_Task requirements_: From the records, report how many lines hold the word "window", with the number as the sole reply.

_Collection entries_:
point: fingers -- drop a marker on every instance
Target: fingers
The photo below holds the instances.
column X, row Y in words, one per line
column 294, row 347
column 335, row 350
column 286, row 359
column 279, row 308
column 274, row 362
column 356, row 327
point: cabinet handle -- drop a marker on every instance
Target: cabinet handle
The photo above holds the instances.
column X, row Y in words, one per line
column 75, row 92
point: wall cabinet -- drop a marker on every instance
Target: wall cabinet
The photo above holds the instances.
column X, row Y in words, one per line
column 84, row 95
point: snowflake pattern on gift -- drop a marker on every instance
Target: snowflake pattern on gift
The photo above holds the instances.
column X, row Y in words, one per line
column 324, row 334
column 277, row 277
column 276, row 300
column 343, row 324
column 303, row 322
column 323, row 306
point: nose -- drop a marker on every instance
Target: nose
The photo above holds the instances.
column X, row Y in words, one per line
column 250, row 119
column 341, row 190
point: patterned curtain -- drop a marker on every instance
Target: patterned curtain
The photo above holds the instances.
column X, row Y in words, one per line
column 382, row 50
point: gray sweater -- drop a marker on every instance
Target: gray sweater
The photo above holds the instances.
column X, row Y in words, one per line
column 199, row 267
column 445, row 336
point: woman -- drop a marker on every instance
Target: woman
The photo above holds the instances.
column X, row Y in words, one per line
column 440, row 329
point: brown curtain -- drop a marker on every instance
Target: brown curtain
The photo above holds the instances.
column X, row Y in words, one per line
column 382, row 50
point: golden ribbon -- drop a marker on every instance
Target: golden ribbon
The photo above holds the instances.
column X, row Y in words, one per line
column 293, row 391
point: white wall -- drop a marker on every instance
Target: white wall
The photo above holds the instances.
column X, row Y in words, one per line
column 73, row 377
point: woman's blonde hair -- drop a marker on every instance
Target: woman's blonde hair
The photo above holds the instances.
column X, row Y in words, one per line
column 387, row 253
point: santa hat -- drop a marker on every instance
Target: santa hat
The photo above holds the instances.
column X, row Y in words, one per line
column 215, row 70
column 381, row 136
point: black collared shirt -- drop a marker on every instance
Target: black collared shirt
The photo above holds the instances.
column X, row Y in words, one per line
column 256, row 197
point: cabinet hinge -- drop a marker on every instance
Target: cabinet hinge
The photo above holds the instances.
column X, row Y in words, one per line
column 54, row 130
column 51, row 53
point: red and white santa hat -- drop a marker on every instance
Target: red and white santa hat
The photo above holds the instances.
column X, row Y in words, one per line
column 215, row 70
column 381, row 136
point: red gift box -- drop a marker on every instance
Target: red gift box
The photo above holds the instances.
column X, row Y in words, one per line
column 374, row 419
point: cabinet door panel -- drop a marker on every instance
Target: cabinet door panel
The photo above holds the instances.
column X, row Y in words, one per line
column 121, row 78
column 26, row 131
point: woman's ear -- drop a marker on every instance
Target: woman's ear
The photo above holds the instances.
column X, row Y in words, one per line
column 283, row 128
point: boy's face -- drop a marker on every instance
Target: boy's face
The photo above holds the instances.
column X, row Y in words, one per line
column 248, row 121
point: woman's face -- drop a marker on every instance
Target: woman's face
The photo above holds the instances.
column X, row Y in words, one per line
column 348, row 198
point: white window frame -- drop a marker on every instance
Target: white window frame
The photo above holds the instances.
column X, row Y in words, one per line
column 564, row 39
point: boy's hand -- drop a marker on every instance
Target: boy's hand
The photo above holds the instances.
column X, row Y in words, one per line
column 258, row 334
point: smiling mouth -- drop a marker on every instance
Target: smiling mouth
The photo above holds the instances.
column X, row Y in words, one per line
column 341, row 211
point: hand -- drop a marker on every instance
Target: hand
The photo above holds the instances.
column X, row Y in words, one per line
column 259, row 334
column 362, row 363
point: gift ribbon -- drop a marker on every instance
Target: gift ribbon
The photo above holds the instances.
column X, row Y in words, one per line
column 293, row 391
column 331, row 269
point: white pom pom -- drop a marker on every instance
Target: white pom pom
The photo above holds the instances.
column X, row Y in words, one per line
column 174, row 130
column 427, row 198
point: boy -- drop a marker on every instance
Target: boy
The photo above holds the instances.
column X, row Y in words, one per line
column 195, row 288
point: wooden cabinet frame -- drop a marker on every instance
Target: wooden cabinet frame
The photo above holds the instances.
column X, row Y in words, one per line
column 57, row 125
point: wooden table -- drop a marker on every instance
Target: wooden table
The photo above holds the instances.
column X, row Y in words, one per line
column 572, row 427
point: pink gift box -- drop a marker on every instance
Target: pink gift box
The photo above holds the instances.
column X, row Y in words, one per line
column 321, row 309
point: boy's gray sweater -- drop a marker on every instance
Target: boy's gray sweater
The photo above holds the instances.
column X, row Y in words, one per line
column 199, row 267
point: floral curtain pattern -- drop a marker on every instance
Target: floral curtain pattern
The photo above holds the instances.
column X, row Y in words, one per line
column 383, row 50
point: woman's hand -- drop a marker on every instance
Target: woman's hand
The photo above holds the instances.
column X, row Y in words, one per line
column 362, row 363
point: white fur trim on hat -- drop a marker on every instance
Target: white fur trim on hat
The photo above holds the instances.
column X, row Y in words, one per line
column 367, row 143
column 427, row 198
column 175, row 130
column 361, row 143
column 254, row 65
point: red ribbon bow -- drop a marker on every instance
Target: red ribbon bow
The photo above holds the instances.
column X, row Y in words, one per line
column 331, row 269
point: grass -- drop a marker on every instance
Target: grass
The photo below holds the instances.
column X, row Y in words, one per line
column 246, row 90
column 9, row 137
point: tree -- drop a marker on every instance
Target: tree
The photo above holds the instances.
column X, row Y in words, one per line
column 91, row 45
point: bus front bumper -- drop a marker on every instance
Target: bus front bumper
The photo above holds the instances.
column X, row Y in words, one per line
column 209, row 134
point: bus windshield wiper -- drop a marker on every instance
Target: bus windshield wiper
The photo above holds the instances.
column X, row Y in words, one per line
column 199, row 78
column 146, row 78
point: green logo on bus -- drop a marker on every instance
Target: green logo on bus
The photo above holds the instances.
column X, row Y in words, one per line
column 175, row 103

_Solution for this problem_: 2